> WORK TO BE COMPLETED
In the records below, locate the line containing "of the wooden"; output that line and every following line through the last, exactly.

> RECORDS FOR PROCESSING

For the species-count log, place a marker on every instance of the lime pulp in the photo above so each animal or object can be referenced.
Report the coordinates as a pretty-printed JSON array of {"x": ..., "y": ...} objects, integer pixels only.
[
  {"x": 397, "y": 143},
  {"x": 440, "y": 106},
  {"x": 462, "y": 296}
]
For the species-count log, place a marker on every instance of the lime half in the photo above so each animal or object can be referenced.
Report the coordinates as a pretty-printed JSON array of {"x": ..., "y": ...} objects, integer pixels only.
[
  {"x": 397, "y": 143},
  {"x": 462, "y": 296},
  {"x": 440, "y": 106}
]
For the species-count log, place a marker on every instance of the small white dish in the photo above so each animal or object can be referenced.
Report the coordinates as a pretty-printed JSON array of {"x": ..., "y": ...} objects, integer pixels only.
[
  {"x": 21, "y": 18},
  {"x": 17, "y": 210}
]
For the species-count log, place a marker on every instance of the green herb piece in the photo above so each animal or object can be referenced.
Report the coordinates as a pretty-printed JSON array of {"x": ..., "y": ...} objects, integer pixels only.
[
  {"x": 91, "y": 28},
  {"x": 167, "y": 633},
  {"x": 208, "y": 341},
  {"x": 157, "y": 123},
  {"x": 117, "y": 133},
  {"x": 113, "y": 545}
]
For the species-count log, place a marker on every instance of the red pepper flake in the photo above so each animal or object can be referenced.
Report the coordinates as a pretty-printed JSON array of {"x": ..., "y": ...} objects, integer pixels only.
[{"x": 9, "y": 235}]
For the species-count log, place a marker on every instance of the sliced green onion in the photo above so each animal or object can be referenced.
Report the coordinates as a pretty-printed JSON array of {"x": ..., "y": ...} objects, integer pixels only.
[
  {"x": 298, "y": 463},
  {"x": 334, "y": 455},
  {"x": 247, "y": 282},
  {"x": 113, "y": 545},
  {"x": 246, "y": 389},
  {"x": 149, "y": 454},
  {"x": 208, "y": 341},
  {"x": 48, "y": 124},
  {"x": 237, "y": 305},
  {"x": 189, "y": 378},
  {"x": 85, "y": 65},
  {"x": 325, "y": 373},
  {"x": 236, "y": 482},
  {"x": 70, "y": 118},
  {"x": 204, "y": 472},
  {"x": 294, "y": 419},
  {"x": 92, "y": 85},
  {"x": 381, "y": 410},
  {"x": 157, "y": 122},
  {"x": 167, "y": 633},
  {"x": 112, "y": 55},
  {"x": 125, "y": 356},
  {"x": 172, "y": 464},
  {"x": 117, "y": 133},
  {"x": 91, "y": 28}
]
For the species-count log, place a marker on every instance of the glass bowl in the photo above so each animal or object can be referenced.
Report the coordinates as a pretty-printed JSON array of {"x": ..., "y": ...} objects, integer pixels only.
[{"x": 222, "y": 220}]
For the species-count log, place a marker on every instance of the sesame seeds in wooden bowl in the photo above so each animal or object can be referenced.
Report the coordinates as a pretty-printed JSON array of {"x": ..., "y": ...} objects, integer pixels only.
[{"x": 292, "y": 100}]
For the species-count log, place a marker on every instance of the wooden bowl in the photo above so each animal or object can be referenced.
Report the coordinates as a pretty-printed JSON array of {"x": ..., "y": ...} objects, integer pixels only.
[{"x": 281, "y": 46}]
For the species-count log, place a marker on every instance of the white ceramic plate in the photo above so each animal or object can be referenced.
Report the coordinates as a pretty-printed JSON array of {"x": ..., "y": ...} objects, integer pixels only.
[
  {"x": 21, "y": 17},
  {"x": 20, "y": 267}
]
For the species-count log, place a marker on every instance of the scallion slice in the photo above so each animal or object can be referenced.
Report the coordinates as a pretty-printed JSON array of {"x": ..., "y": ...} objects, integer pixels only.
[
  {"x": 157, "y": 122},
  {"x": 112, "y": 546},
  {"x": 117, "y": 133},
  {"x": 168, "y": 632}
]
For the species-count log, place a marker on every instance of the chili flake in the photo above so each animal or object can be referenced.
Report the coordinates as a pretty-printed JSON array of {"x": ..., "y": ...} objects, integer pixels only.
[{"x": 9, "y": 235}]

> REPLY
For the species-count log, place a marker on every instance of the wooden bowl in the photo above so each animal or object can be referenced.
Report the coordinates as a pretty-printed JSON array of {"x": ..., "y": ...} objects, integer pixels only.
[{"x": 281, "y": 46}]
For the species-count log, place a marker on every instance of the white ceramic plate in the photo above so each animal or object can be referenced.
Report the coordinates as a pretty-printed JSON array of {"x": ..., "y": ...} objects, integer pixels only.
[
  {"x": 21, "y": 17},
  {"x": 20, "y": 267}
]
For the species-count log, place a marker on every instance of the scallion slice in the photo above so each animal or object can be referenced.
Report the coordinates as a pretty-printed JSON array of {"x": ..., "y": ...} objects, integer pixels only.
[
  {"x": 157, "y": 122},
  {"x": 112, "y": 546},
  {"x": 117, "y": 133},
  {"x": 168, "y": 632}
]
For the species-count log, place a marker on every instance of the chili flake in the photo above so each animal or object can be referenced.
Report the coordinates as a pretty-printed JSON array of {"x": ..., "y": ...} objects, integer pixels only.
[{"x": 9, "y": 235}]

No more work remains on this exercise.